*** Materials provided ***
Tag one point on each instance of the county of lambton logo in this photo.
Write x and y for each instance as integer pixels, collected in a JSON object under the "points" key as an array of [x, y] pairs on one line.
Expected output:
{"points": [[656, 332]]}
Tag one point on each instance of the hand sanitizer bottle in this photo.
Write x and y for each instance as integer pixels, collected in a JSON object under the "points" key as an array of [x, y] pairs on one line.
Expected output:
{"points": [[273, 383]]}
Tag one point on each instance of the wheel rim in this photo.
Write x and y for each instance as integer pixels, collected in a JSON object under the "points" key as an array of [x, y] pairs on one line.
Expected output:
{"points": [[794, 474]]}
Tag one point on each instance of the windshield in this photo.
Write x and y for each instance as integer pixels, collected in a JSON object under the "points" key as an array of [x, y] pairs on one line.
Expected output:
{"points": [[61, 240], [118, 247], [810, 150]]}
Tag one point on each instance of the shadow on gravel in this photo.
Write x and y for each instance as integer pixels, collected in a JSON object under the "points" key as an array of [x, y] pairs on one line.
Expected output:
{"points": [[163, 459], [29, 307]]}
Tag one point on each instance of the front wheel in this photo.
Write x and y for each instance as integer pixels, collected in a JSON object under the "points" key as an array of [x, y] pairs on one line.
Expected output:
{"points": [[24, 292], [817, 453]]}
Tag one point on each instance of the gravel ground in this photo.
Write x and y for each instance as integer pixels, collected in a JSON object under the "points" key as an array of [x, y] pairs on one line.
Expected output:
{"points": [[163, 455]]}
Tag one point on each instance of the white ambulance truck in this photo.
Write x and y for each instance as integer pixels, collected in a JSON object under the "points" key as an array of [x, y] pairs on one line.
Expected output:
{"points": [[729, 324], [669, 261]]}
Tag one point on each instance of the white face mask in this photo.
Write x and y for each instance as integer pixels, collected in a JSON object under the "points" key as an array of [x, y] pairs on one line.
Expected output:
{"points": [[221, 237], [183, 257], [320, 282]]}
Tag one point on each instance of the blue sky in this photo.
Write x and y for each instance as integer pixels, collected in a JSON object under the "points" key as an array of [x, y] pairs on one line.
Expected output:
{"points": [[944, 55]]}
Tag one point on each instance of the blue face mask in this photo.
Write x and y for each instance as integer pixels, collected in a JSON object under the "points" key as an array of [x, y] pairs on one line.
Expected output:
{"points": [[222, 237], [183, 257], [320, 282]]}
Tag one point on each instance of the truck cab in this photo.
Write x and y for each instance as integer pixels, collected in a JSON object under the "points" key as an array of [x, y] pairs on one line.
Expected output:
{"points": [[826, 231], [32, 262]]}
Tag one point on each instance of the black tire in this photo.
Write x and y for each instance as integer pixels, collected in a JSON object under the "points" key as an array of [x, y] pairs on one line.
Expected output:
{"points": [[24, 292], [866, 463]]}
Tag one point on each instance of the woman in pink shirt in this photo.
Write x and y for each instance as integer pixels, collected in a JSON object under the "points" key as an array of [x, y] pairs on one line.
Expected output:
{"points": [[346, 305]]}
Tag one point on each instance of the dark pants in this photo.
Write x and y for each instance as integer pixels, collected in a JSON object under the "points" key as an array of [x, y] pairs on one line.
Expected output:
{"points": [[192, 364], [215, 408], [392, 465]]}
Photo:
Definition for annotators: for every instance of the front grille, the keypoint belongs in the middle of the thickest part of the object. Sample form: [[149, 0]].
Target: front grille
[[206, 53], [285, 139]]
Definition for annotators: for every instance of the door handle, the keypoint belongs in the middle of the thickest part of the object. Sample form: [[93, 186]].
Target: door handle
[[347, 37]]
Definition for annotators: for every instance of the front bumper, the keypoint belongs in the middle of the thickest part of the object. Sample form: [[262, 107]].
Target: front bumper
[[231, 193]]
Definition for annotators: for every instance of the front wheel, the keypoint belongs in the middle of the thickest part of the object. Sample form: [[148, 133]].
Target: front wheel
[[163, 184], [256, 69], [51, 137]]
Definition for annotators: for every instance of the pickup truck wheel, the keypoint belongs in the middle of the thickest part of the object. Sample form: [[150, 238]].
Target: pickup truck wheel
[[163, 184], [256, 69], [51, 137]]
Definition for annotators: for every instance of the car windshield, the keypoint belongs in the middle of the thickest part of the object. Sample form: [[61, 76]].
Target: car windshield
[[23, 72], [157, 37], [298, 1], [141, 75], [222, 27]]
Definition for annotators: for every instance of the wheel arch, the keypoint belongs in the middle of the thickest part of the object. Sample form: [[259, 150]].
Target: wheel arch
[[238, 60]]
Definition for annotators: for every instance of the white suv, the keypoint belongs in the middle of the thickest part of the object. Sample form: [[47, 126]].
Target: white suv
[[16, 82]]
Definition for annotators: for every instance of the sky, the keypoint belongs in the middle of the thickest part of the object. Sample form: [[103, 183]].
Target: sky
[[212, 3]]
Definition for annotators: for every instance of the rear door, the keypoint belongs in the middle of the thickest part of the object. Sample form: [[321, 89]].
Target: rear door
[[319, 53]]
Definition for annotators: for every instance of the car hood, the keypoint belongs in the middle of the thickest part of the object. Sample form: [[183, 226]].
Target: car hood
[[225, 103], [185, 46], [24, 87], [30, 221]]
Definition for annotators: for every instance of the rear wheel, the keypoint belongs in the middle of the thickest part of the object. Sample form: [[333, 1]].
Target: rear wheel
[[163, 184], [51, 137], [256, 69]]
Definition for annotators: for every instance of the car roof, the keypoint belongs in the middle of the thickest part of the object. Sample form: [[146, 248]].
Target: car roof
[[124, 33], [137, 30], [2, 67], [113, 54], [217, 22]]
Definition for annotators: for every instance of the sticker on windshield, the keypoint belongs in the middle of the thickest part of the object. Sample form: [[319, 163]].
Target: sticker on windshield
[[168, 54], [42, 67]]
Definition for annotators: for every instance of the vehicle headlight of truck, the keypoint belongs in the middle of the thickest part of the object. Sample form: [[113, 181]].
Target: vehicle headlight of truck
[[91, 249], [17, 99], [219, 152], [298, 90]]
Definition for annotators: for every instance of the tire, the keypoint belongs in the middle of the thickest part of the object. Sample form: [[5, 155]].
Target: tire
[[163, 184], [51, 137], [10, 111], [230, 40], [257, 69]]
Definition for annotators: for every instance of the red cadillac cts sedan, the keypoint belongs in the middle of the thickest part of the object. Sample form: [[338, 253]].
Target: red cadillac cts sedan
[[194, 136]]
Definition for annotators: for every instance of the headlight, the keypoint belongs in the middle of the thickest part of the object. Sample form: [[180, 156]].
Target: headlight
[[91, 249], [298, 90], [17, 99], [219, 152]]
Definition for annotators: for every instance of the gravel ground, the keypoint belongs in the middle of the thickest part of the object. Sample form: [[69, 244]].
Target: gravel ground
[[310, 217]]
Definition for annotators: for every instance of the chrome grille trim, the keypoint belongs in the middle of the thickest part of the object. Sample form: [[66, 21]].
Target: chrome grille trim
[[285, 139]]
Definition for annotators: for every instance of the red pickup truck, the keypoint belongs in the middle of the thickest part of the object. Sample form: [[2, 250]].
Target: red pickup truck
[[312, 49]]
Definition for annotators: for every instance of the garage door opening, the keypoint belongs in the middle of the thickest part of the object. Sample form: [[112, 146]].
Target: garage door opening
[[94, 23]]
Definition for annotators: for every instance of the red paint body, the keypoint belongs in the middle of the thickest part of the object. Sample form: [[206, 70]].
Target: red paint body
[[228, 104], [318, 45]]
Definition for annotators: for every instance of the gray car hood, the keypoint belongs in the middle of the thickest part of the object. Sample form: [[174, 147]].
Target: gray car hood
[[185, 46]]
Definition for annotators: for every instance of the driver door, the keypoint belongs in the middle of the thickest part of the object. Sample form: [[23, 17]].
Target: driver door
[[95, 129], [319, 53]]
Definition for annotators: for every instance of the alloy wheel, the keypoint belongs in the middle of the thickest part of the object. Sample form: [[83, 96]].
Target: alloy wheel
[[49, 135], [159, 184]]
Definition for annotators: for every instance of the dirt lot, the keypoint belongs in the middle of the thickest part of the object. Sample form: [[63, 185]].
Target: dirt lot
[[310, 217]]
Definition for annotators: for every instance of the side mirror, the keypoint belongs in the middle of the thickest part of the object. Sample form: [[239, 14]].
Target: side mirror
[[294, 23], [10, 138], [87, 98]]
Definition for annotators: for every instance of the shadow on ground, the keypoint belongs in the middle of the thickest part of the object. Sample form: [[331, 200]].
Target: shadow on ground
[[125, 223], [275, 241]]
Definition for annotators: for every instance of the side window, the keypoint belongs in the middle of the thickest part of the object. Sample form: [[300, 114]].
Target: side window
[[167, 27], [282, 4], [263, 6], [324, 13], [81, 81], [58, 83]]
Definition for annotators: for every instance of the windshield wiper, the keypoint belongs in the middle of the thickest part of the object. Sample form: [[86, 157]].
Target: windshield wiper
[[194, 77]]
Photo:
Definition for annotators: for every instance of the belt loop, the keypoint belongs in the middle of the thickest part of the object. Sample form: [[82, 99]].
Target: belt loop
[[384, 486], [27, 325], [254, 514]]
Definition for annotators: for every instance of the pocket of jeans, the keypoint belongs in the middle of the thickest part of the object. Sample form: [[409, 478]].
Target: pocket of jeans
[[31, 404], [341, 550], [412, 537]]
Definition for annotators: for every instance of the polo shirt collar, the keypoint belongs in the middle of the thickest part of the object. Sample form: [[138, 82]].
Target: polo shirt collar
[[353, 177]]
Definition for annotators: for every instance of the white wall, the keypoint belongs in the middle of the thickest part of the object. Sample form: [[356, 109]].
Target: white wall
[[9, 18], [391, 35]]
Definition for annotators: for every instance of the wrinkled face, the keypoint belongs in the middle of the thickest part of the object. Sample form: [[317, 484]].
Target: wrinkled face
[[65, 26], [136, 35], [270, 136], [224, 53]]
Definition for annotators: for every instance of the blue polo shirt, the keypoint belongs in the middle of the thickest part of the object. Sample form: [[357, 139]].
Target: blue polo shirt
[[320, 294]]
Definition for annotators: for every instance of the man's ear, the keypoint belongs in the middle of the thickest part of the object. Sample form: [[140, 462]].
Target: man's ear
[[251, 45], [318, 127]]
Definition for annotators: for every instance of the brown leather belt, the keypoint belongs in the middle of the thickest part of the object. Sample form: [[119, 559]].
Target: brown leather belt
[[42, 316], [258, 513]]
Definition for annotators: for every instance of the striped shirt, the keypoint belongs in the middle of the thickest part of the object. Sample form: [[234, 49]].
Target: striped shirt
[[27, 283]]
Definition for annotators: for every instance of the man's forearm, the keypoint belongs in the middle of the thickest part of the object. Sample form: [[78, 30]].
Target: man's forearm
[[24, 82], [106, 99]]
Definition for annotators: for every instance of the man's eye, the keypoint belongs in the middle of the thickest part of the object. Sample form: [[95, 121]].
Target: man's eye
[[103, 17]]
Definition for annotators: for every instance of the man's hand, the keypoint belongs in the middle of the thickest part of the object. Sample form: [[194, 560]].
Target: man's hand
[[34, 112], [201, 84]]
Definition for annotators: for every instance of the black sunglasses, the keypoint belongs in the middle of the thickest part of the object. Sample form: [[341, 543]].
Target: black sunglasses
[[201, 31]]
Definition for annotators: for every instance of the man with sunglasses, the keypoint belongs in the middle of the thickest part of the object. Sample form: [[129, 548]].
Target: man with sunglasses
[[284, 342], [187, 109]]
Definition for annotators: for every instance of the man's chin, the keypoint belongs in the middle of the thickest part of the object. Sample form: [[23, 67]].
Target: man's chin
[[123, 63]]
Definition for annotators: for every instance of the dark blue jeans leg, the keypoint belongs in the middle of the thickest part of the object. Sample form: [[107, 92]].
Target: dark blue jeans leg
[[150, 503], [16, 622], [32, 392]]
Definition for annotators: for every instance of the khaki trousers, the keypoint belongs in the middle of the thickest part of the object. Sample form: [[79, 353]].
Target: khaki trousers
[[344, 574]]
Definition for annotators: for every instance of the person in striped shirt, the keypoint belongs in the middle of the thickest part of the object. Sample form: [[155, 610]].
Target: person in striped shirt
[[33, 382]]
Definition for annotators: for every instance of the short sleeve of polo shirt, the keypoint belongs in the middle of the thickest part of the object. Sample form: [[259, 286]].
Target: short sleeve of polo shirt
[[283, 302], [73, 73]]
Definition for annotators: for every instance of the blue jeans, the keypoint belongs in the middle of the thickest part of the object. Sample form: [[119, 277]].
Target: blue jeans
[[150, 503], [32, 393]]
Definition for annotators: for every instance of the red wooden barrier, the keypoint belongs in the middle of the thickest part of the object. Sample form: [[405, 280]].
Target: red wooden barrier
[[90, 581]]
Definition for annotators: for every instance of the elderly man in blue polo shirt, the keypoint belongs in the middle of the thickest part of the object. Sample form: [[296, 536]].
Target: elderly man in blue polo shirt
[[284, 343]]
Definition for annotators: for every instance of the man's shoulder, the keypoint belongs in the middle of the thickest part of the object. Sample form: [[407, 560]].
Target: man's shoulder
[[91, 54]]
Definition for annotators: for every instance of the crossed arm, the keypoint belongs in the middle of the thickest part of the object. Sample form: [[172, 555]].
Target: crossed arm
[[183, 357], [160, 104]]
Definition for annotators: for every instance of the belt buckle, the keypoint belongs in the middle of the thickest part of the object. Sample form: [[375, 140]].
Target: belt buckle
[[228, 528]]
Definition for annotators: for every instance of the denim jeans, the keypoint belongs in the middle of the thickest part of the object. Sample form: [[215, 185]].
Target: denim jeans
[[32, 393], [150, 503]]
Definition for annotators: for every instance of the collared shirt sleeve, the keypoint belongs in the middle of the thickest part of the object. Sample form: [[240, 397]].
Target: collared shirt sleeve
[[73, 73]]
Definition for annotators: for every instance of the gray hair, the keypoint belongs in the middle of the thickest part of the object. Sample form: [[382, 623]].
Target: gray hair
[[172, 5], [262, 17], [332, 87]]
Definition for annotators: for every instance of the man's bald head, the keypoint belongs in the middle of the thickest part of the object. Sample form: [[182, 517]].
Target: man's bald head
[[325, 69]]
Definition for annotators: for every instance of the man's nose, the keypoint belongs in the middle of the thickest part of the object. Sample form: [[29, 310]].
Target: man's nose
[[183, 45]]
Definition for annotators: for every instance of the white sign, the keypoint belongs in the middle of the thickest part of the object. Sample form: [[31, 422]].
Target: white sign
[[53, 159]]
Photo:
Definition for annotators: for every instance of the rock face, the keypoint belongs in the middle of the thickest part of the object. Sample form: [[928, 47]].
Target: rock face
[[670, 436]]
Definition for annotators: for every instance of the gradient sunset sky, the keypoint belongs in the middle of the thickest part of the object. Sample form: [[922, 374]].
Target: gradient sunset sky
*** End of Materials provided ***
◆ **Exercise**: Could you return exactly the stretch of the data above that starts at the line with "Definition for annotators: for every instance of the dark" and ends at the line with "Definition for annotators: for every instance of the crossed", both lines included?

◆ **Written answer**:
Definition for annotators: for every instance of the dark blue jeans leg, the keypoint belongs in the middle of the thickest part of the object. Sample form: [[107, 92]].
Target: dark blue jeans leg
[[150, 503], [16, 622], [32, 392]]
Definition for annotators: for every instance of the khaki trousers, the keypoint belongs in the middle of the thickest part of the object. Sample form: [[79, 353]].
Target: khaki trousers
[[344, 574]]
Definition for annotators: for every instance of the person in striped shirt, the keypoint belongs in the middle of the thickest part of the object. Sample form: [[155, 610]].
Target: person in striped shirt
[[33, 382]]
Definition for annotators: for every instance of the short sleeve of polo shirt, the keypoint belongs in the middle of the thickest part of the object. Sample form: [[259, 286]].
Target: short sleeve of polo shirt
[[283, 302], [73, 73]]
Definition for annotators: for every instance of the blue jeans, the keypoint belongs in the middle of the thickest part of the object. Sample form: [[119, 277]].
Target: blue jeans
[[150, 503], [32, 393]]
Definition for annotators: for every instance of the red wooden barrier, the keypoint belongs in the middle of the thickest part of the object. Sample form: [[405, 280]].
Target: red wooden barrier
[[90, 581]]
Definition for annotators: for every instance of the elderly man in blue polo shirt, the keypoint belongs in the middle of the thickest part of the object. Sample form: [[296, 536]].
Target: elderly man in blue polo shirt
[[284, 343]]
Definition for annotators: for every instance of the man's shoulder, the keypoint belongs in the middle of the thickest part of the object. Sample form: [[407, 560]].
Target: man's shoulder
[[91, 54]]
Definition for annotators: for every instance of the crossed arm, the keypoint belongs in the middle of the thickest part of the object. Sample form: [[172, 555]].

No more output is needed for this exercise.